• _Extracted information_:
# # # #

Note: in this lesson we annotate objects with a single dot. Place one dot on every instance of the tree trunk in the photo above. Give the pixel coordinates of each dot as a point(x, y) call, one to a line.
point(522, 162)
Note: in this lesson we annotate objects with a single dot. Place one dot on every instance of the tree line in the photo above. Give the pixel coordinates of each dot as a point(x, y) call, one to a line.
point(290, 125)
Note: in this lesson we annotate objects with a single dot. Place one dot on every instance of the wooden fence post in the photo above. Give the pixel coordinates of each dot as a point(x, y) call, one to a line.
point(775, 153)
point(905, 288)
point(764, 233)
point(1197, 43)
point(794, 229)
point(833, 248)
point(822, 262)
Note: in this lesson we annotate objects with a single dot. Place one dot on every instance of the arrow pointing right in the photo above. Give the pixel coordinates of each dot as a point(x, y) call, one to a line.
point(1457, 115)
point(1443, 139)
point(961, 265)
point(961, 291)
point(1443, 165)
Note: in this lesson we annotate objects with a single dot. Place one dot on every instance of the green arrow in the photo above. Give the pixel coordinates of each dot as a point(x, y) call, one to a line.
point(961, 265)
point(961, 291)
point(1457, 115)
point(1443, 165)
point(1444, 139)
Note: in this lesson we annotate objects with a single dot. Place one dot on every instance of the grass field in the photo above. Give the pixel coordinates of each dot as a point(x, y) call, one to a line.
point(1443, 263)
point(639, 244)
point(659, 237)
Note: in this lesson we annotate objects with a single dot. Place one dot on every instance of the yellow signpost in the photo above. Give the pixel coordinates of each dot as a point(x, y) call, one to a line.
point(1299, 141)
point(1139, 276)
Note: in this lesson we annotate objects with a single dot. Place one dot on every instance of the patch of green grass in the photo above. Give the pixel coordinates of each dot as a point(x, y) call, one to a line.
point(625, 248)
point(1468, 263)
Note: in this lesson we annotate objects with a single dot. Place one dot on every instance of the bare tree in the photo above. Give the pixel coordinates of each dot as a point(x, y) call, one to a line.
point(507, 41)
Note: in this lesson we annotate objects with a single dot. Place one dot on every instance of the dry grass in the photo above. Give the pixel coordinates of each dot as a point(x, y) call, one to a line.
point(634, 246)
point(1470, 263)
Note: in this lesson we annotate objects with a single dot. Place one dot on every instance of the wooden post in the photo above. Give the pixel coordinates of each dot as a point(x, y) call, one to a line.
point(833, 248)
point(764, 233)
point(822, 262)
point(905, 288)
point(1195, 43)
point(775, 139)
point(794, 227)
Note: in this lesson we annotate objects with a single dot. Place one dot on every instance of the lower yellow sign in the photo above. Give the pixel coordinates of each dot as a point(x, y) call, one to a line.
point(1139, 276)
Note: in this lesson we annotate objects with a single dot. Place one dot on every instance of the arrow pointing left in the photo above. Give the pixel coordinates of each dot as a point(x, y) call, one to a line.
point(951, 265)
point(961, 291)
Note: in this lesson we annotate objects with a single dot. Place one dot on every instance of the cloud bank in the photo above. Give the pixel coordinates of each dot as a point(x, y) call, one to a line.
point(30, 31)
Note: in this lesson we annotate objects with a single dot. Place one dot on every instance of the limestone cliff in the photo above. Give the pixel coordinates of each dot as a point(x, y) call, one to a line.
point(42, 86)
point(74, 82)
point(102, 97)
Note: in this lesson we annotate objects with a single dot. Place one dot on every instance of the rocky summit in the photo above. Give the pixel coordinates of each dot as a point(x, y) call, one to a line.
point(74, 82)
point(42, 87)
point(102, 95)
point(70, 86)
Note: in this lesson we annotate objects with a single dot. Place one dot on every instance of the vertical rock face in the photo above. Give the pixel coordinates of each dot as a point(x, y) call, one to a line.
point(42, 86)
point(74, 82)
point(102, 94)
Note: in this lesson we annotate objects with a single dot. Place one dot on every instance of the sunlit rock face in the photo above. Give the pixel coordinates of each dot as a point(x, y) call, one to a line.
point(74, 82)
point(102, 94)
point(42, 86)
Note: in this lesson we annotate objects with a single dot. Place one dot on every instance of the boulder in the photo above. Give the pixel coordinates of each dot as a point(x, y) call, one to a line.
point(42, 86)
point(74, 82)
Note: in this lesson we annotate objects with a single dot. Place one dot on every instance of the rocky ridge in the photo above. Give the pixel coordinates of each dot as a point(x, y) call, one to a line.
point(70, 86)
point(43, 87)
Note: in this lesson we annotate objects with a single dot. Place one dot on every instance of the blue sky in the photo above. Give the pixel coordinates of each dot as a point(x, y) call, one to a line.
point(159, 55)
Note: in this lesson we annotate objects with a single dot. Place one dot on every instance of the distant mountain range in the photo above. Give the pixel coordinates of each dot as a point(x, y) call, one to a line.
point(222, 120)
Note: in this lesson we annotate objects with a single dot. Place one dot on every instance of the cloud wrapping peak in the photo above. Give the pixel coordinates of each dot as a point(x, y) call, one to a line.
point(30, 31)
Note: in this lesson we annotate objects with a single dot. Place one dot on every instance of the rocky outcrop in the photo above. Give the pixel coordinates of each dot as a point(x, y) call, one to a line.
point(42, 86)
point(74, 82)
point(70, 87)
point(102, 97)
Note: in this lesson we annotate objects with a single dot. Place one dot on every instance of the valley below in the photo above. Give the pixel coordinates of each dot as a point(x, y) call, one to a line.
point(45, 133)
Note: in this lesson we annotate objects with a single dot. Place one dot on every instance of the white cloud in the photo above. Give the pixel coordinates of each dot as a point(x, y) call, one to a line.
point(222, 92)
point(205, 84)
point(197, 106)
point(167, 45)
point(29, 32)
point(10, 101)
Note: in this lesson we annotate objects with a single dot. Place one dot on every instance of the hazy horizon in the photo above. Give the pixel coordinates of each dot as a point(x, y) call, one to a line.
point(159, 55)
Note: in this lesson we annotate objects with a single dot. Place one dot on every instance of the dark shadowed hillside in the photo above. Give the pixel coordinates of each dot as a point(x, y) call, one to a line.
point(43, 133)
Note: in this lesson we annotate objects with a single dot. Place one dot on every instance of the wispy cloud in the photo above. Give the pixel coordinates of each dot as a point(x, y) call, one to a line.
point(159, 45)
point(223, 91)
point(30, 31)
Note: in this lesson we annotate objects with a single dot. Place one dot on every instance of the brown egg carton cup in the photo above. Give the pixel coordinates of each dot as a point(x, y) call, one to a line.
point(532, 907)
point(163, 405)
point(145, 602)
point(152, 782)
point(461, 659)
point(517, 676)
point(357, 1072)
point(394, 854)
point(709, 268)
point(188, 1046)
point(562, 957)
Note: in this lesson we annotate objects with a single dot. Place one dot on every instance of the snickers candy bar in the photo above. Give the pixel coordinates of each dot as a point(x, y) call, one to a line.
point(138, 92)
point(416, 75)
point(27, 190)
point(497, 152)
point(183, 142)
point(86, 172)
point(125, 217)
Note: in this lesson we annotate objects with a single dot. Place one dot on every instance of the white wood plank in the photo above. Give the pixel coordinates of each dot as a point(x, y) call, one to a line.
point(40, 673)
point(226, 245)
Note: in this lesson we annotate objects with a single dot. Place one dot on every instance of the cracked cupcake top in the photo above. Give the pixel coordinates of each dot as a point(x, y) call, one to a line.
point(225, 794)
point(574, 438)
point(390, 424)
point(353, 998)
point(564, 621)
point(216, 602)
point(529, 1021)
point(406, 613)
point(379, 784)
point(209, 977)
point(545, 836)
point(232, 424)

# # # #

All of the entries need to be given again, word for word.

• _Response area_:
Note: in this lesson we annotate objects with a single dot. Place one dot on every instance of the tree trunk in the photo above. Give the pixel coordinates of each dot as a point(x, y) call, one to a line.
point(522, 162)
Note: in this lesson we annotate objects with a single dot. Place one dot on every instance of the tree line in the photo above. Give the pixel coordinates of each dot as a point(x, y) call, one to a line.
point(290, 125)
Note: in this lesson we annotate objects with a single dot. Place one dot on every instance of the wooden fence post in the photo above. Give the pixel coordinates of each dot as a point(x, y) call, one to a line.
point(775, 153)
point(905, 288)
point(764, 233)
point(1197, 43)
point(794, 229)
point(833, 248)
point(822, 262)
Note: in this lesson we annotate objects with a single dot. Place one dot on every instance of the arrow pointing right in the photo above. Give the pixel coordinates of each dot as a point(x, y) call, one to a line.
point(1457, 115)
point(1443, 139)
point(961, 265)
point(961, 291)
point(1443, 165)
Note: in this lesson we annotate objects with a single dot. Place one dot on every instance of the green arrow in the photo above. Give the pixel coordinates of each dot as a point(x, y) call, one to a line.
point(961, 265)
point(961, 291)
point(1457, 115)
point(1443, 165)
point(1444, 139)
Note: in this lesson we annotate objects with a single dot. Place one dot on every instance of the grass field in the photo above. Give the pixel coordinates of each dot as a point(x, y) call, one to a line.
point(1443, 263)
point(639, 244)
point(659, 237)
Note: in this lesson we annotate objects with a single dot. Place one dot on every instance of the yellow signpost in the photo above. Give the pixel coordinates of each dot as a point(x, y) call, one to a line.
point(1299, 141)
point(1139, 276)
Note: in this lesson we annotate objects with a single dot. Place one dot on every instance of the patch of green grass in the photo above. Give the pixel coordinates of each dot as a point(x, y) call, one to a line.
point(625, 248)
point(1468, 263)
Note: in this lesson we annotate objects with a single dot. Place one dot on every instance of the bare tree in the photo above. Give the pixel coordinates of each dot as a point(x, y) call, one to a line.
point(507, 41)
Note: in this lesson we annotate objects with a single dot. Place one dot on every instance of the dry grass in the photo above. Give the pixel coordinates of each dot as a point(x, y) call, one to a line.
point(634, 246)
point(1470, 263)
Note: in this lesson we annotate objects with a single dot. Place one dot on every instance of the wooden post in the photo above. Give the pixel coordinates of each dot as a point(x, y) call, one to a line.
point(833, 248)
point(764, 233)
point(822, 262)
point(905, 288)
point(1195, 43)
point(775, 139)
point(794, 227)
Note: in this lesson we annotate objects with a single dot. Place one dot on every instance of the lower yellow sign in the photo above. Give the pixel coordinates of each dot as a point(x, y) call, one to a line.
point(1139, 276)
Note: in this lesson we annotate objects with a single dot. Place one dot on every instance of the arrow pointing left in the photo above. Give the pixel coordinates of each dot as a point(x, y) call, one to a line.
point(951, 265)
point(961, 291)
Note: in this lesson we annotate objects with a single dot. Place one dot on every instance of the cloud bank in the photo above. Give the pixel coordinates of each dot as a point(x, y) call, one to a line.
point(30, 31)
Note: in this lesson we annotate objects with a single dot. Place one dot on every instance of the limestone cliff in the photo above. Give the pixel coordinates of each dot as a point(x, y) call, one to a line.
point(42, 86)
point(74, 82)
point(102, 97)
Note: in this lesson we annotate objects with a single dot. Place one dot on every instance of the rocky summit in the photo above. Give the pixel coordinates of each dot as a point(x, y) call, one to a line.
point(74, 82)
point(42, 87)
point(102, 95)
point(70, 86)
Note: in this lesson we annotate objects with a single dot. Place one dot on every instance of the vertical rock face in the photo above. Give the pixel coordinates of each dot as a point(x, y) call, one to a line.
point(42, 86)
point(74, 82)
point(102, 94)
Note: in this lesson we annotate objects with a single dot. Place one dot on every instance of the sunlit rock face in the photo above. Give the pixel coordinates of each dot as a point(x, y) call, one to a line.
point(74, 82)
point(102, 94)
point(42, 86)
Note: in this lesson we annotate objects with a single dot. Place one dot on every instance of the boulder in the photo above. Give the pixel coordinates of each dot as a point(x, y) call, one to a line.
point(42, 86)
point(74, 82)
Note: in this lesson we annotate objects with a single dot. Place one dot on every instance of the rocky ridge in the photo above. Give the pixel coordinates of each dot as a point(x, y) call, one to a line.
point(70, 86)
point(43, 87)
Note: in this lesson we annotate objects with a single dot. Place one dot on every instance of the blue sky in the photo above. Give the pixel coordinates of each dot as a point(x, y) call, one to a line.
point(159, 55)
Note: in this lesson we annotate objects with a single dot. Place one dot on every instance of the distant mountain range in the photo above. Give the pixel coordinates of each dot as a point(x, y) call, one to a line.
point(222, 120)
Note: in this lesson we annotate objects with a single dot. Place one dot on every instance of the cloud wrapping peak in the photo above. Give the pixel coordinates of each dot as a point(x, y) call, one to a line.
point(30, 31)
Note: in this lesson we annotate objects with a single dot. Place one dot on every instance of the rocky outcrop in the photo above. Give the pixel coordinates of each dot as a point(x, y) call, one to a line.
point(42, 86)
point(74, 82)
point(70, 87)
point(102, 97)
Note: in this lesson we annotate objects with a single dot. Place one dot on every instance of the valley below in the photo above. Give the pixel coordinates of each dot as a point(x, y) call, one to a line.
point(45, 133)
Note: in this lesson we annotate objects with a single dot. Place one dot on every instance of the white cloud in the photo above. Give the pixel coordinates of each dot as a point(x, y) call, one to a line.
point(222, 92)
point(205, 84)
point(197, 106)
point(167, 45)
point(29, 32)
point(10, 101)
Note: in this lesson we annotate objects with a single dot. Place one dot on every instance of the hazy horizon in the photo above. Give the pixel coordinates of each dot as a point(x, y) call, one to a line.
point(159, 55)
Note: in this lesson we annotate objects with a single dot. Place one dot on every instance of the dark shadowed hillside in the photo above. Give the pixel coordinates of each dot as a point(x, y) call, one to a line.
point(43, 133)
Note: in this lesson we annotate objects with a single dot. Place one dot on every instance of the wispy cloud in the photo above. Give the pixel coordinates of each dot as a point(x, y) call, one to a line.
point(159, 45)
point(223, 91)
point(30, 31)
Note: in this lesson we annotate objects with a single dot. Place one dot on every instance of the brown egg carton cup in the photo above. Give the pixel coordinates of each dot as a point(x, y) call, one to a line.
point(532, 907)
point(163, 405)
point(145, 602)
point(152, 782)
point(461, 659)
point(517, 676)
point(357, 1072)
point(394, 854)
point(709, 268)
point(188, 1046)
point(562, 957)
Note: in this lesson we annotate objects with a single dot. Place one dot on every instance of the snickers candy bar in the photo above. Give the pixel coordinates of each dot as a point(x, y) call, one to a line.
point(138, 92)
point(416, 75)
point(27, 190)
point(497, 152)
point(183, 142)
point(86, 172)
point(125, 217)
Note: in this lesson we annotate objects with a single dot. Place one dot on every instance of the white wood plank in the photo above. Give the pixel coordinates of each dot as a point(x, y) call, one to a line.
point(40, 673)
point(226, 245)
Note: in this lesson we annotate objects with a single dot. Place one dot on every instance of the cracked cupcake top in the photo above. Give the pixel coordinates of each dot as a point(x, y) call, one to a line.
point(225, 794)
point(574, 438)
point(390, 424)
point(353, 998)
point(564, 621)
point(216, 602)
point(529, 1021)
point(406, 613)
point(379, 784)
point(209, 977)
point(545, 836)
point(232, 424)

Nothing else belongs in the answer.